TASK BRIEF:
The required output is the lines of the listing from the beginning through the line containing "Target: dirt road", each copied exactly, without any pictures.

RECORDS PROVIDED:

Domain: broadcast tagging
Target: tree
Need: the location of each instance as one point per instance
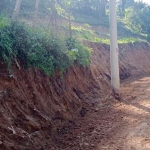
(115, 81)
(17, 8)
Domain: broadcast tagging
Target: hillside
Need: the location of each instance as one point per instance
(35, 107)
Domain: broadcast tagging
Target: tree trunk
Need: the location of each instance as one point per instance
(115, 80)
(17, 9)
(36, 12)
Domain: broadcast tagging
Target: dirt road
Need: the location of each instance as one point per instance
(113, 125)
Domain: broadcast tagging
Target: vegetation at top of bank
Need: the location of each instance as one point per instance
(39, 48)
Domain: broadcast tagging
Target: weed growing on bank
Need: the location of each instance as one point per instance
(39, 48)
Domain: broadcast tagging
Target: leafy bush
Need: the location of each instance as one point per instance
(40, 49)
(78, 52)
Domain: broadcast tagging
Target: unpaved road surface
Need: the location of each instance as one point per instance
(112, 124)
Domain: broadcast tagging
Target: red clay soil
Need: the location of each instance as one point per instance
(76, 112)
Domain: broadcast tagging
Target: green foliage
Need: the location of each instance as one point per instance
(40, 48)
(78, 52)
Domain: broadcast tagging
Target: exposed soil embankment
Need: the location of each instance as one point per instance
(34, 107)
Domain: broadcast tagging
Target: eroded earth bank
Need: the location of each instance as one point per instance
(76, 111)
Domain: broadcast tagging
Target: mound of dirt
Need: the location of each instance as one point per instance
(35, 108)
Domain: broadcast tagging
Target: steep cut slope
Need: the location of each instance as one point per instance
(34, 107)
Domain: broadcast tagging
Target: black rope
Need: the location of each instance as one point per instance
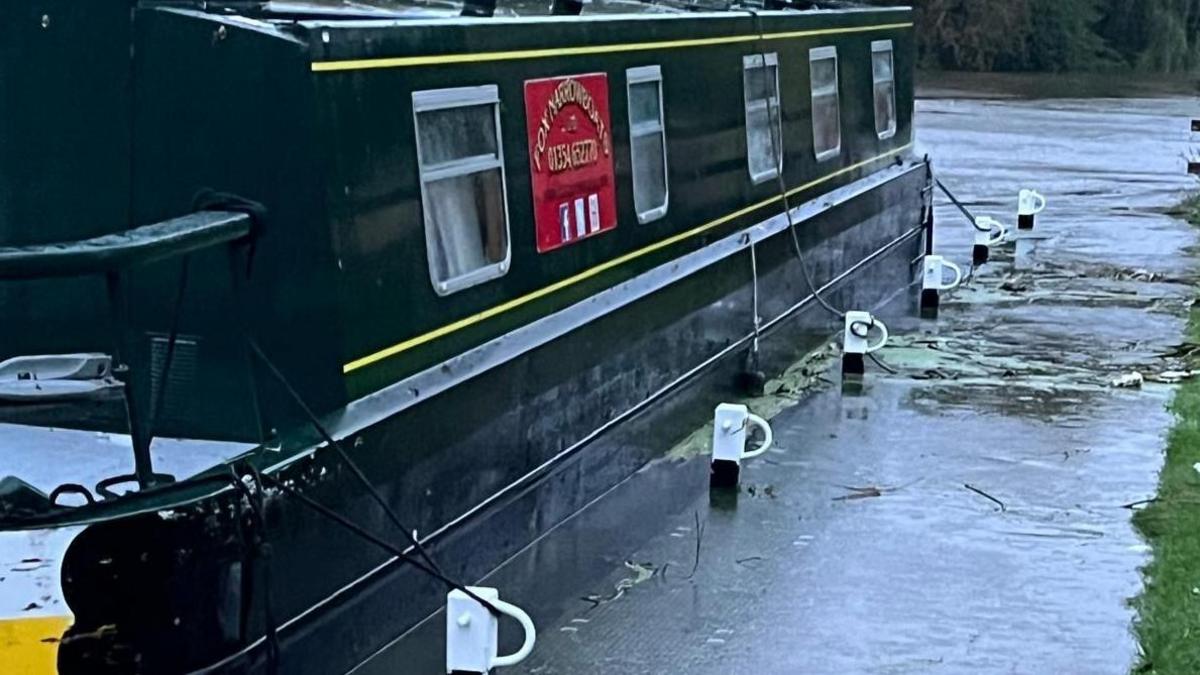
(354, 527)
(775, 143)
(209, 199)
(963, 208)
(160, 398)
(263, 549)
(429, 567)
(777, 148)
(346, 458)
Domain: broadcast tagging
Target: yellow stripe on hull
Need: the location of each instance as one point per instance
(30, 646)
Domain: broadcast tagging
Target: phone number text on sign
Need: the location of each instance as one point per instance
(570, 159)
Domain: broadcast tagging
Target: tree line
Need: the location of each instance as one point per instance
(1059, 35)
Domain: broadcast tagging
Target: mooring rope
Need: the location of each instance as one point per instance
(775, 130)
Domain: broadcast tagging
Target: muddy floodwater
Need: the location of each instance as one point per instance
(967, 512)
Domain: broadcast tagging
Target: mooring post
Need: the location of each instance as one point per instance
(856, 342)
(1029, 204)
(989, 232)
(731, 425)
(473, 632)
(934, 282)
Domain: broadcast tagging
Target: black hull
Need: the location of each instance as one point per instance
(439, 459)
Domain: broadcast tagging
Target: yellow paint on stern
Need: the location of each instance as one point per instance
(30, 646)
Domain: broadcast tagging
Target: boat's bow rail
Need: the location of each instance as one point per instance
(112, 252)
(112, 256)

OUTPUT FOR THIS EXERCISE:
Domain: broadcast tagging
Target: tree
Need: the location of each instance as one point per instance
(115, 81)
(17, 8)
Domain: broadcast tagging
Target: hillside
Need: the location of each instance as one point per instance
(35, 107)
Domain: broadcast tagging
Target: tree trunk
Need: the location of each instance as one point per instance
(115, 80)
(17, 9)
(36, 12)
Domain: broadcast tagging
Target: dirt road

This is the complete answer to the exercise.